[Saved data entries]
===============
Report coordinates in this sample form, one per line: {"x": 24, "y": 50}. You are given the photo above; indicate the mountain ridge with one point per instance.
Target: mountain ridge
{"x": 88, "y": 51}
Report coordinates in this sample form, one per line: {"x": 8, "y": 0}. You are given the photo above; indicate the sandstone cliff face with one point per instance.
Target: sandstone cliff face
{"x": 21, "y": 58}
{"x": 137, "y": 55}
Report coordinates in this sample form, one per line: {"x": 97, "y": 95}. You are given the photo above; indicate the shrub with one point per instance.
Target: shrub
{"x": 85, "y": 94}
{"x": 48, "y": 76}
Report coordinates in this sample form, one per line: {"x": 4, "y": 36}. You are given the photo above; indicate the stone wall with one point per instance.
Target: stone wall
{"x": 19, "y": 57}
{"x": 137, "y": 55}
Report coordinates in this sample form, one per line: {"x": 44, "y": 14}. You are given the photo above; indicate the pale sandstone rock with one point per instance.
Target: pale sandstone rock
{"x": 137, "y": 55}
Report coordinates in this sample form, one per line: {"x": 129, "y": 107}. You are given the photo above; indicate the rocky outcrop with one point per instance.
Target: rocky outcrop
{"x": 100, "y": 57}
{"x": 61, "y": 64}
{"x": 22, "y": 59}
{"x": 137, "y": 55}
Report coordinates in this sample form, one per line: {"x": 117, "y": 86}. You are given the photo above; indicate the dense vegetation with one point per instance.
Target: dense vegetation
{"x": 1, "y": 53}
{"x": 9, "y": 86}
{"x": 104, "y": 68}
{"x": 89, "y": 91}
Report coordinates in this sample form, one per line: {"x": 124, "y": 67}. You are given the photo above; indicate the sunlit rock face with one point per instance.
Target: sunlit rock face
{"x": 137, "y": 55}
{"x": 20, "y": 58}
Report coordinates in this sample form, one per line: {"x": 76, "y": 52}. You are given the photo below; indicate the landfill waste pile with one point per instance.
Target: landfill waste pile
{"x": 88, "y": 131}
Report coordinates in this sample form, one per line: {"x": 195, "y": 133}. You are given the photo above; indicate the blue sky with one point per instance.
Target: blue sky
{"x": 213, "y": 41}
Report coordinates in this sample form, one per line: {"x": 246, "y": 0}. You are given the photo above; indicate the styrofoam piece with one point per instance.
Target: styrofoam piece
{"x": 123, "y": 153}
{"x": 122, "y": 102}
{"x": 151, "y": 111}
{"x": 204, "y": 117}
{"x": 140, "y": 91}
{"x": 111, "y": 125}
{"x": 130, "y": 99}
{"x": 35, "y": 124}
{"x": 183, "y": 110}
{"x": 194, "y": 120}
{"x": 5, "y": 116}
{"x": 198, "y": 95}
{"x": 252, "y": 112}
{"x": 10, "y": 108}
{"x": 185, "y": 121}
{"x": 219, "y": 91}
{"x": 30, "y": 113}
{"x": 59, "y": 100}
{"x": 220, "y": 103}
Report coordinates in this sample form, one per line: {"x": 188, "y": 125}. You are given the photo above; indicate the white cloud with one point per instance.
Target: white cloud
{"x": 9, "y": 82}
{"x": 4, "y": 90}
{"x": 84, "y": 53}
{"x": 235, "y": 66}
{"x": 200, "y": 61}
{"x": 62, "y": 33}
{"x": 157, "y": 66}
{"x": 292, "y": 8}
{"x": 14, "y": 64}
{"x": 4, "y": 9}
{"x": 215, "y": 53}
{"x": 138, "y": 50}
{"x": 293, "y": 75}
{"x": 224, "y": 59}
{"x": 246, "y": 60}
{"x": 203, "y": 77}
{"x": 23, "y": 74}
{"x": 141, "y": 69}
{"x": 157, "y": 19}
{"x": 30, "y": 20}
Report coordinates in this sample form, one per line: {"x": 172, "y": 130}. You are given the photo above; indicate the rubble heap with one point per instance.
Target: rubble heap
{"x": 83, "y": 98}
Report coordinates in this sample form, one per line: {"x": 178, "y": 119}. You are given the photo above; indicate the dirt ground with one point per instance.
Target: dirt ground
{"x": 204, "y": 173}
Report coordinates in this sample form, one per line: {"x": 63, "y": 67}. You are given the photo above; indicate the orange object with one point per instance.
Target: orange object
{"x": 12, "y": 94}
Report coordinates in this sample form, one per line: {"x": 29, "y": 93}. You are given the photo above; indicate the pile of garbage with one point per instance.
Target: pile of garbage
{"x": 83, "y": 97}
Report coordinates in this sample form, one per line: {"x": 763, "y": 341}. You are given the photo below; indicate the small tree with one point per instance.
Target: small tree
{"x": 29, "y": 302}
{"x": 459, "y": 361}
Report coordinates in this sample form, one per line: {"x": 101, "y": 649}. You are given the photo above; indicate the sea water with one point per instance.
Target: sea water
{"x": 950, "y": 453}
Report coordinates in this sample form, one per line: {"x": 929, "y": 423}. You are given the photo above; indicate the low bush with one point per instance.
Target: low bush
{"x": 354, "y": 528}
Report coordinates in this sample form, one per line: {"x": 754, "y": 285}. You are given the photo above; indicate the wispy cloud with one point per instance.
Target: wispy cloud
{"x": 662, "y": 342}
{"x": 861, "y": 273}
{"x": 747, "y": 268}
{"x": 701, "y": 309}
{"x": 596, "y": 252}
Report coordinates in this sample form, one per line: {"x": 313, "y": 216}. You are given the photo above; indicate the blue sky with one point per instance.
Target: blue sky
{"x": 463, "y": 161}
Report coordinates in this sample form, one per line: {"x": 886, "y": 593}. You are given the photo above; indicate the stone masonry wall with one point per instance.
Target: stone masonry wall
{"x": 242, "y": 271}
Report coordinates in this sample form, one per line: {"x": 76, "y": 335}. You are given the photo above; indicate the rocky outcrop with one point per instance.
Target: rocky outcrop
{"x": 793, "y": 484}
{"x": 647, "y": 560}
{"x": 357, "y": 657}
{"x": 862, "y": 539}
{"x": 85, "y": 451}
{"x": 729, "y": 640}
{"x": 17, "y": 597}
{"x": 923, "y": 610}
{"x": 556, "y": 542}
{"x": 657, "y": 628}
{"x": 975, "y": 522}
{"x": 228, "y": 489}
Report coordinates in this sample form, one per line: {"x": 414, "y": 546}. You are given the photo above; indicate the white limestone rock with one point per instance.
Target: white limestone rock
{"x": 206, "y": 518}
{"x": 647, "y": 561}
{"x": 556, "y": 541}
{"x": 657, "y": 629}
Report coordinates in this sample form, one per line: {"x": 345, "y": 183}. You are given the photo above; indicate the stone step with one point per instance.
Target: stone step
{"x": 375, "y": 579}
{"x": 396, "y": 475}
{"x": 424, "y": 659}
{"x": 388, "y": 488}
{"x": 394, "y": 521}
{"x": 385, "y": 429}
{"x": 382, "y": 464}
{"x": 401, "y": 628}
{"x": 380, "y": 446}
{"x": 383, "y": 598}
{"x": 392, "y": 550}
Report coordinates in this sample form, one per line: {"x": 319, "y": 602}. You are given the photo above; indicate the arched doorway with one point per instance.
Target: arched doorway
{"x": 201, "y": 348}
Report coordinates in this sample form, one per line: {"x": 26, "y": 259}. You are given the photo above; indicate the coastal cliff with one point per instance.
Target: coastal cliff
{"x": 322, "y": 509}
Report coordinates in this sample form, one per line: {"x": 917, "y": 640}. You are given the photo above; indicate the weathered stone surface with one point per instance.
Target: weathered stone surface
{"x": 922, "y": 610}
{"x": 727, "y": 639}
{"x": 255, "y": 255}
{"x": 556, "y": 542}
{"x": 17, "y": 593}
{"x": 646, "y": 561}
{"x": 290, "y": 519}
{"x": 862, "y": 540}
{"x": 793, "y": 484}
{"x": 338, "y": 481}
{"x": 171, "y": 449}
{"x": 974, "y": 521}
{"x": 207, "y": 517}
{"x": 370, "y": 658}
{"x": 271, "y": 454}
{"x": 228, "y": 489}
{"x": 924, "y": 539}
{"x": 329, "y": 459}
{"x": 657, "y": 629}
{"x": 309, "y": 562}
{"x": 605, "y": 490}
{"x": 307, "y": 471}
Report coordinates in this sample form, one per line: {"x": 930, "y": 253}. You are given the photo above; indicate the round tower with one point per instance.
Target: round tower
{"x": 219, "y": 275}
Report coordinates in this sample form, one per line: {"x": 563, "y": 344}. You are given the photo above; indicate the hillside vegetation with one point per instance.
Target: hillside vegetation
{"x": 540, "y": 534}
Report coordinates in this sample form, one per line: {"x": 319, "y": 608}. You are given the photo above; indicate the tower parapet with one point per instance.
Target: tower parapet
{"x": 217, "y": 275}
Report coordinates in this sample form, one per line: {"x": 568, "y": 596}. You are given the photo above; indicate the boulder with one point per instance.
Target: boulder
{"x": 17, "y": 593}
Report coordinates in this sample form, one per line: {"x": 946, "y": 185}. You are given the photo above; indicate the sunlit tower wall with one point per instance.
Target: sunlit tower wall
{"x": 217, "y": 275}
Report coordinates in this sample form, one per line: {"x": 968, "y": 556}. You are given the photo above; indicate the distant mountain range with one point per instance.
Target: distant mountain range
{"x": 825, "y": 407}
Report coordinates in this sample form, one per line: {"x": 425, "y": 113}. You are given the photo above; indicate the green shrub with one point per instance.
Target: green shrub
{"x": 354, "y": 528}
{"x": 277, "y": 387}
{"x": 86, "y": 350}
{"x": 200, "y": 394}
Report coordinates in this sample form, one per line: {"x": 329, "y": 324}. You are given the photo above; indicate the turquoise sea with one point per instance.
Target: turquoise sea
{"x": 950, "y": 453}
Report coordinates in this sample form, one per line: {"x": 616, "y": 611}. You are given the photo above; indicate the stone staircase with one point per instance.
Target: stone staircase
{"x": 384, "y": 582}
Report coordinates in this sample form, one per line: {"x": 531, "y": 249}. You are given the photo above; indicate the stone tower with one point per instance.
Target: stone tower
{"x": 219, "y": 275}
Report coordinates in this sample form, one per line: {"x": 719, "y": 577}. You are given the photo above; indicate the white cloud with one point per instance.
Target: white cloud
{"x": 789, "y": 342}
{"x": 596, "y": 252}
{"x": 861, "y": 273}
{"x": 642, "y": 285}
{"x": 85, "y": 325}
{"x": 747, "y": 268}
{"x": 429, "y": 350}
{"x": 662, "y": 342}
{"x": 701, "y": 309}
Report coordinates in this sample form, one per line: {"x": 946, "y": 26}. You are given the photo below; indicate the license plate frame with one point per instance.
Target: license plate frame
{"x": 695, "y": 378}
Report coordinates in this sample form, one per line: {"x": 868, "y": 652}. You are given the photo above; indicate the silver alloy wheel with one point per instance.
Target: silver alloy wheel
===============
▶ [EXERCISE PROMPT]: The lines to reproduce run from the line containing "frame with one point per instance." to the end of the listing; write them out exactly and add nothing.

▶ [RESPONSE]:
Report coordinates in this sample form, one per line: {"x": 946, "y": 26}. You are given the photo below; indicate the license plate frame with one point per instance.
Target: license plate frame
{"x": 695, "y": 378}
Report coordinates in this sample form, one per line: {"x": 868, "y": 652}. You are given the photo above; indicate the silver alloy wheel with one point per instance.
Target: silver alloy wheel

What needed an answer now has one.